待完成任务: 请把引用原文从"Unnamed: 0,user_id,item_id"开始、一直到"super().__init__()"为止的部分重新写出，并把其中的"Goodbooks"换成"BookDataset"。
---------- 引用原文 ----------
In [3]:
import numpy as np
import pandas as pd
import random

import torch
import torch.nn.functional as F
from torch.utils.data import Dataset, DataLoader

import os

In [7]:
#全局参数，随机种子，图像尺寸
seed = 114514
np.random.seed(seed)
random.seed(seed)
BATCH_SIZE = 512

hidden_dim = 16
epochs = 20
device = torch.device('cuda:1') if torch.cuda.is_available() else torch.device('cpu')
print(device)

cuda:1


In [9]:
df = pd.read_csv('datasets/datafountain/train_dataset.csv')
print('共{}个用户，{}本图书，{}条记录'.format(max(df['user_id'])+1, max(df['item_id'])+1, len(df)))

共53424个用户，10000本图书，5869631条记录


In [10]:
df.head()

Unnamed: 0,user_id,item_id
0,0,257
1,0,267
2,0,5555
3,0,3637
4,0,1795


In [11]:
import tqdm
class Goodbooks(Dataset):
    def __init__(self, df, mode='training', negs = 99):
        super().__init__()
        self.df = df
        self.mode = mode
        self.book_nums = max(df['item_id'])+1
        self.user_nums = max(df['user_id'])+1
        self._init_dataset()
    
    def _init_dataset(self):
        self.Xs = []
        self.user_book_map = {}
        for i in range(self.user_nums):
            self.user_book_map[i] = []
        for index, row in self.df.iterrows():
            user_id, book_id = row
            self.user_book_map[user_id].append(book_id)
---------- 数据摘录 ----------
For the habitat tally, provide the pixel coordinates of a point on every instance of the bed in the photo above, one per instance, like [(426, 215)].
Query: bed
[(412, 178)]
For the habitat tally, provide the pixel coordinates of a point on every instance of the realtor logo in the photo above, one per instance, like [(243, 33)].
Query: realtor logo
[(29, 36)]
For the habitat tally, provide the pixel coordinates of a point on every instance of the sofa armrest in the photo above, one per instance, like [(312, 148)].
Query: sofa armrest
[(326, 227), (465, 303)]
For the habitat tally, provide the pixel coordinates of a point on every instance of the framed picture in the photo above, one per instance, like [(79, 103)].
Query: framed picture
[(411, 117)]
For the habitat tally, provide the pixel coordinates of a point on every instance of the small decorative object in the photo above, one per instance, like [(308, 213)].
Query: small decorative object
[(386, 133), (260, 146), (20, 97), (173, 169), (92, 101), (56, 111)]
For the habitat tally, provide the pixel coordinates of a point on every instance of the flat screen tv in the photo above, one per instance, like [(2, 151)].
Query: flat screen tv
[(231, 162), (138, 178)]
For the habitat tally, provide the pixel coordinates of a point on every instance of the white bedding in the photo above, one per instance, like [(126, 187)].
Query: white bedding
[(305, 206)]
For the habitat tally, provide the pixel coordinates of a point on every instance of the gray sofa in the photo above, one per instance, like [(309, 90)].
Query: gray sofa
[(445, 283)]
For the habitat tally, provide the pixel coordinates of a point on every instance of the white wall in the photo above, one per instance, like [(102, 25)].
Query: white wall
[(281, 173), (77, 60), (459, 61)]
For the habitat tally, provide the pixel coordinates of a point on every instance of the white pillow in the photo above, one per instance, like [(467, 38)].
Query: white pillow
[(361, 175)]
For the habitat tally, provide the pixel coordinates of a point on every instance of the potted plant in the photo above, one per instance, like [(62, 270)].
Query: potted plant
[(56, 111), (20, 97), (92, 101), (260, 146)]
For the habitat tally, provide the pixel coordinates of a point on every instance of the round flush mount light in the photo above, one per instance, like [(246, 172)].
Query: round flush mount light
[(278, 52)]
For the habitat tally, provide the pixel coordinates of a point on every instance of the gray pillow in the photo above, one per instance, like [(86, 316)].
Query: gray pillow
----------
完整解答:
Unnamed: 0,user_id,item_id
0,0,257
1,0,267
2,0,5555
3,0,3637
4,0,1795


In [11]:
import tqdm
class BookDataset(Dataset):
    def __init__(self, df, mode='training', negs = 99):
        super().__init__()